(WHAT NEEDS TO BE DONE):
Copy out the entries below verbatim, starting with the line that contains "Note: in this drill the class marks the green" and continuing down through the last of the entries, with both of those lines included.

(INPUT ROWS):
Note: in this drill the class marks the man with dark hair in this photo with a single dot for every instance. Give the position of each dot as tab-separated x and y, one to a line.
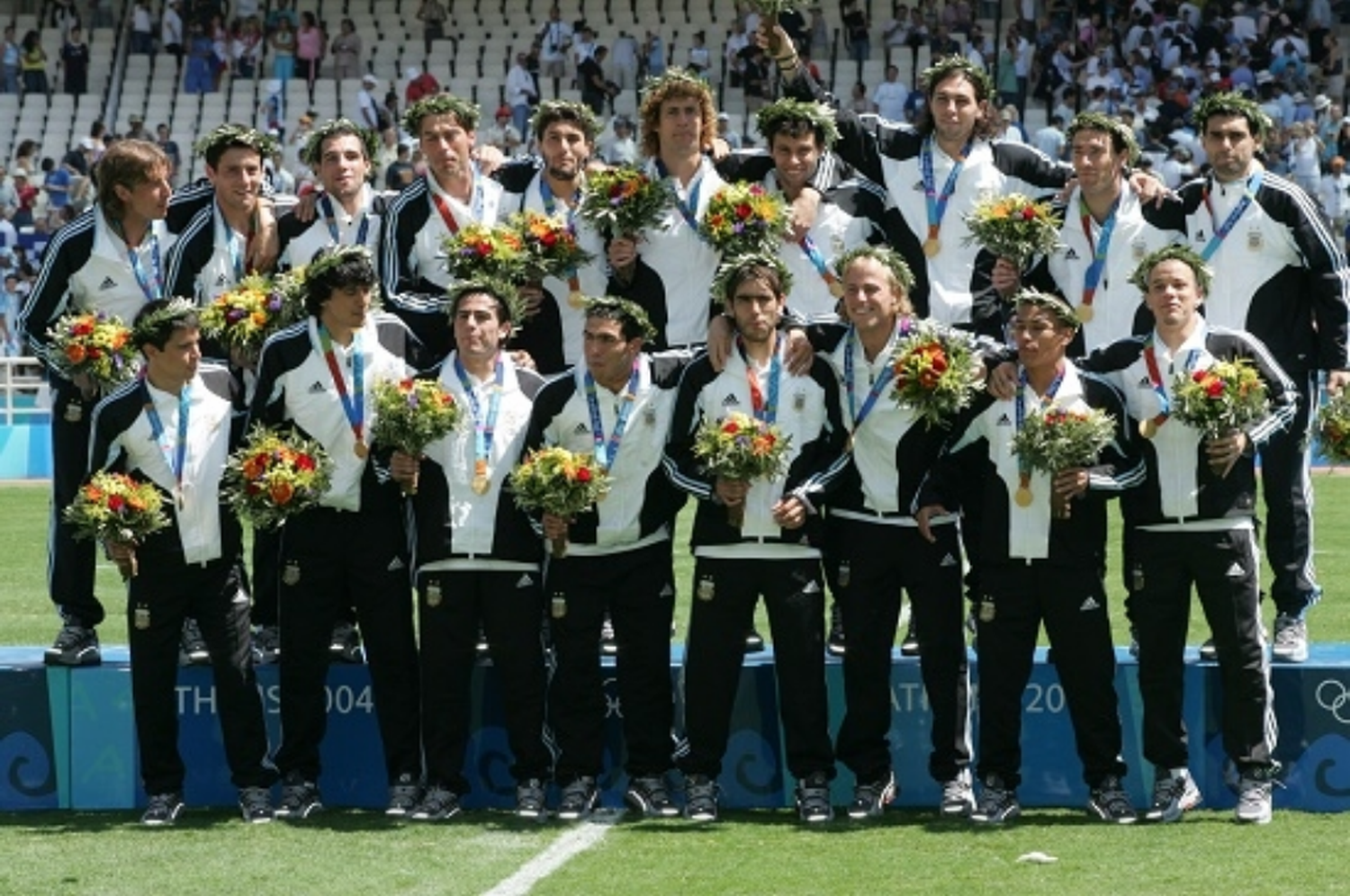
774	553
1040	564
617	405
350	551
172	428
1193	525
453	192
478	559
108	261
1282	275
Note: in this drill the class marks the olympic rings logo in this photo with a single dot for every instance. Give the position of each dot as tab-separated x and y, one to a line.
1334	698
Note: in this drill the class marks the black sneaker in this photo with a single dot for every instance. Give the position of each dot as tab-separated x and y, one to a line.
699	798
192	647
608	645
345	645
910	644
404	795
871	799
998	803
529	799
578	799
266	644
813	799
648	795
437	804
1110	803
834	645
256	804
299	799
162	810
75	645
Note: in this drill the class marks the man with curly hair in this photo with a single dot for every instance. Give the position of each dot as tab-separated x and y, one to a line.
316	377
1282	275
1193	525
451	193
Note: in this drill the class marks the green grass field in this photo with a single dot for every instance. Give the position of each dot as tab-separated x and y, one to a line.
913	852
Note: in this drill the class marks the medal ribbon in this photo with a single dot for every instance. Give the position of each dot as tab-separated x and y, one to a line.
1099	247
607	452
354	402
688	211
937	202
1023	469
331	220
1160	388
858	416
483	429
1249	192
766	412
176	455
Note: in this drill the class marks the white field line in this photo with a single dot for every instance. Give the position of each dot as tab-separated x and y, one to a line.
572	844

(WRITTEN ANSWER):
Note: in this drill the class marks the green grass field in this photo with a single dot for every instance. Give the position of each dot as tab-separated x and y, one to a line.
913	852
Note: in this drill the class marks the medal ribbon in this photo with a single dot for every instance. Give the position of each dot as tab-separated x and y, one to a line.
1099	247
607	452
354	402
688	211
937	202
1023	469
331	220
1160	388
858	416
483	429
1249	192
766	412
176	455
Note: in this drill the class marks the white field line in this photo with a single dot for every instance. Give the position of each dot as tab-separated x and y, one to a line.
572	844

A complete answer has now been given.